## SOURCE PASSAGE
************

It is the spirit of the men and women who follow their leader that gains the victory
15 Nov 2015 - {{hitsCtrl.values.hits}}
Part 29
For anything significant to happen in an organisation, it is the mind and quality of each individual, as well as the unity of a team effort that produces any meaningful effect. Given the speed of change today, no business will continue to flourish in the future without being receptive to different points of view.
You have to be open to diverse points of view.
From the guidelines we reviewed in the last few weeks, we can now move forward and set functional rules you can follow to
create opportunities, while holding off competitors’ interferences.
Do not choose excessive caution
Most often, you can turn a risky competitive situation into a new opportunity by taking measured risks. Based on empirical evidence from a variety of disciplines, this principle points out that where individuals are stalled by lack of ideas and immobilized by fear severe problems can fester.
Apply strength against weakness
The indirect approach is the indisputable principle, the one consistently successful component of a business strategy. It is the core element in creating opportunities.
By applying your weight against a competitor’s weak points, you give yourself an edge. For instance, if you do a better job of solving customers’ problems or in developing products and services and you do so in a manner that your competitor is unable or unwilling to match, you gain a distinct advantage — even against the larger competitor. (The how-to is provided later in our series.)
The indirect approach is the one consistently successful component of a business strategy.
Use speed to secure a competitive lead
Rarely has an overlong, dragged-out campaign proved successful. Exhaustion through the draining of resources damages more companies than almost any other factor. Further, speed doesn’t mean running after every Monday-morning headline or expending resources in an impulsive and indiscriminate manner. It does mean that you have done your research, examined your options, assessed your people’s skills and reviewed the availability of other resources before moving forward.
Deploy, target, segment
Concentrate your resources so that you gain superiority in key segments that you select. Doing so places you in a position whereby you emerge stronger than your competitor. By integrating concentration into your business plans and strategies, you gain the distinct advantage of being able to compete successfully against a larger competitor. (We will discuss in detail about segmentation later.)
Use competitive intelligence
Collect enough competitive intelligence (CI) to help you pinpoint the behaviour of competing managers, as well as to assess their firm’s physical strengths and weaknesses. This rule connects with indirect strategy and concentration. Remember: Without the input of competitive intelligence there is no reasonable way to implement an indirect or concentration strategy.
It is also worth repeating John D. Rockefeller’s advice: “Next to knowing all about your own business, the best thing to know is all about the other fellow’s business.” (Rockefeller was a United States industrialist who made a fortune in the oil business and gave half of it away for charity)
By integrating CI into your business plans, you can even compete successfully against larger competitors.

************

Saved data entries
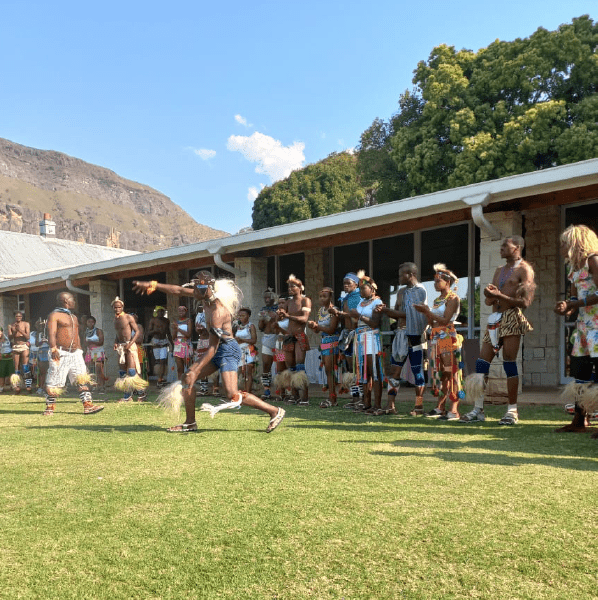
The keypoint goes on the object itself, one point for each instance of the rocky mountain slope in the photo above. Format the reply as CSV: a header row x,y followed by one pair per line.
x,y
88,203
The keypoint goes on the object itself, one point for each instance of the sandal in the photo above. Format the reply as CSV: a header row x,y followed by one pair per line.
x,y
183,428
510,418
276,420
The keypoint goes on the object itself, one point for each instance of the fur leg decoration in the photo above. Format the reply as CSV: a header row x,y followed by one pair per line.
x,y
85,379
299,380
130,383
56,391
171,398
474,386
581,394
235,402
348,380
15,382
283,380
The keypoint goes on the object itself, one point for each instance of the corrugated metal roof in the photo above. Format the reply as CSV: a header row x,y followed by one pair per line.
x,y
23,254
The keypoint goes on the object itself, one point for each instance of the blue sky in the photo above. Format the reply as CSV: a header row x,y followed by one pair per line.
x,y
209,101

************

## PARTS OF THE EXERCISE
[1] Return the stretch of the business strategy article from "You have to" through "off competitors’ interferences.", copied word for word.
[2] Locate every line of the records that contains the string "above", matching case, and copy each of those lines in full.
The business strategy article and the records are separate, unrelated material.

## WORKED SOLUTIONS
[1]
You have to be open to diverse points of view.
From the guidelines we reviewed in the last few weeks, we can now move forward and set functional rules you can follow to
create opportunities, while holding off competitors’ interferences.

[2]
The keypoint goes on the object itself, one point for each instance of the rocky mountain slope in the photo above. Format the reply as CSV: a header row x,y followed by one pair per line.
The keypoint goes on the object itself, one point for each instance of the sandal in the photo above. Format the reply as CSV: a header row x,y followed by one pair per line.
The keypoint goes on the object itself, one point for each instance of the fur leg decoration in the photo above. Format the reply as CSV: a header row x,y followed by one pair per line.
The keypoint goes on the object itself, one point for each instance of the corrugated metal roof in the photo above. Format the reply as CSV: a header row x,y followed by one pair per line.
The keypoint goes on the object itself, one point for each instance of the blue sky in the photo above. Format the reply as CSV: a header row x,y followed by one pair per line.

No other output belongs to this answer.